> **Directions**
Only the lines from the top of the data through the line containing "Target phrase = crowd of people" should be duplicated, exactly as they appear.
====== Records provided
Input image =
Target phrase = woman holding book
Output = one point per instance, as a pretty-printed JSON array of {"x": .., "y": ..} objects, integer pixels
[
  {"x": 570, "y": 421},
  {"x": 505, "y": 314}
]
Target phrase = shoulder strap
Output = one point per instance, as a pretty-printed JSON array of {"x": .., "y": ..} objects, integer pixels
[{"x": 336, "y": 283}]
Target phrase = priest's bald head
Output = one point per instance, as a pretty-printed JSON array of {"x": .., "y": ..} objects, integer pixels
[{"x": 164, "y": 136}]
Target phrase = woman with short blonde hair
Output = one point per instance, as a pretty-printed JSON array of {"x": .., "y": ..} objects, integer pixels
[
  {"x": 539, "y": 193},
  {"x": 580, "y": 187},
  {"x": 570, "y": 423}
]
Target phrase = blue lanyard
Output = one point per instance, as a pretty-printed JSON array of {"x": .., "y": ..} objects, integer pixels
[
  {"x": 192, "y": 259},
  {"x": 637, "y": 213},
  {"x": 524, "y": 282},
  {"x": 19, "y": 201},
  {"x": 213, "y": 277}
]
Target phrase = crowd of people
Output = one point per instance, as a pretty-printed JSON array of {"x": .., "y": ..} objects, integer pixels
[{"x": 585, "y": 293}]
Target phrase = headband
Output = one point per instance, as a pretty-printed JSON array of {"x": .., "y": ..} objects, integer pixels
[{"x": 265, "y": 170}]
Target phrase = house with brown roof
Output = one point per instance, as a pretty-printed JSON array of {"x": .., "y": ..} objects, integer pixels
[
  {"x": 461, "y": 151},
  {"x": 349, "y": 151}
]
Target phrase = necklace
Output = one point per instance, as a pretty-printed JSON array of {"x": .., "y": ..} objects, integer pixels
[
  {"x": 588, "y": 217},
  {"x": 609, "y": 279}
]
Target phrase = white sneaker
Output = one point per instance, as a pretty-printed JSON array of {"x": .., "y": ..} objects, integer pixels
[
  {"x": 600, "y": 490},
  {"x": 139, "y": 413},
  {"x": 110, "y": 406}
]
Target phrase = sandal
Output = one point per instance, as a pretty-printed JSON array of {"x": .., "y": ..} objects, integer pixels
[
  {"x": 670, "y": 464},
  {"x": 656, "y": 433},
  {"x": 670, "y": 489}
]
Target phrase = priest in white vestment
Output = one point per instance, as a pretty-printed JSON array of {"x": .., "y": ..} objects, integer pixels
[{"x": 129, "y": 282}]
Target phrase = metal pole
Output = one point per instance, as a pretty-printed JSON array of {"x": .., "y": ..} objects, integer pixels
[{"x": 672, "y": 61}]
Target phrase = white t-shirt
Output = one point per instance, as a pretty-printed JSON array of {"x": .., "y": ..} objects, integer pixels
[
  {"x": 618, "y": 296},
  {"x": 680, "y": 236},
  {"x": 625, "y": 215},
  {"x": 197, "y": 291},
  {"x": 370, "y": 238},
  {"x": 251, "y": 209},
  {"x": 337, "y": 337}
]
============
> **Worked solution**
Input image =
Target phrase = woman holding book
Output = one point per instance, as a pretty-printed JSON array of {"x": .., "y": ..} objects, integer pixels
[
  {"x": 570, "y": 421},
  {"x": 505, "y": 314}
]
Target phrase = shoulder strap
Output = one point per instance, as a pretty-printed JSON array of {"x": .., "y": ..} objects, integer pixels
[{"x": 336, "y": 283}]
Target phrase = priest's bald head
Output = one point per instance, as a pretty-printed JSON array of {"x": .., "y": ..} objects, integer pixels
[{"x": 164, "y": 136}]
Target phrase = woman with short blonde hair
Output = one point per instance, as a pretty-printed JSON array of {"x": .., "y": ..} objects, integer pixels
[
  {"x": 539, "y": 193},
  {"x": 580, "y": 187},
  {"x": 570, "y": 423}
]
Target phrase = blue lanyard
Output = one point per instance, as a pretty-printed JSON array of {"x": .., "y": ..} objects, integer pixels
[
  {"x": 192, "y": 259},
  {"x": 637, "y": 213},
  {"x": 524, "y": 282},
  {"x": 19, "y": 201},
  {"x": 213, "y": 277}
]
Target phrase = crowd of people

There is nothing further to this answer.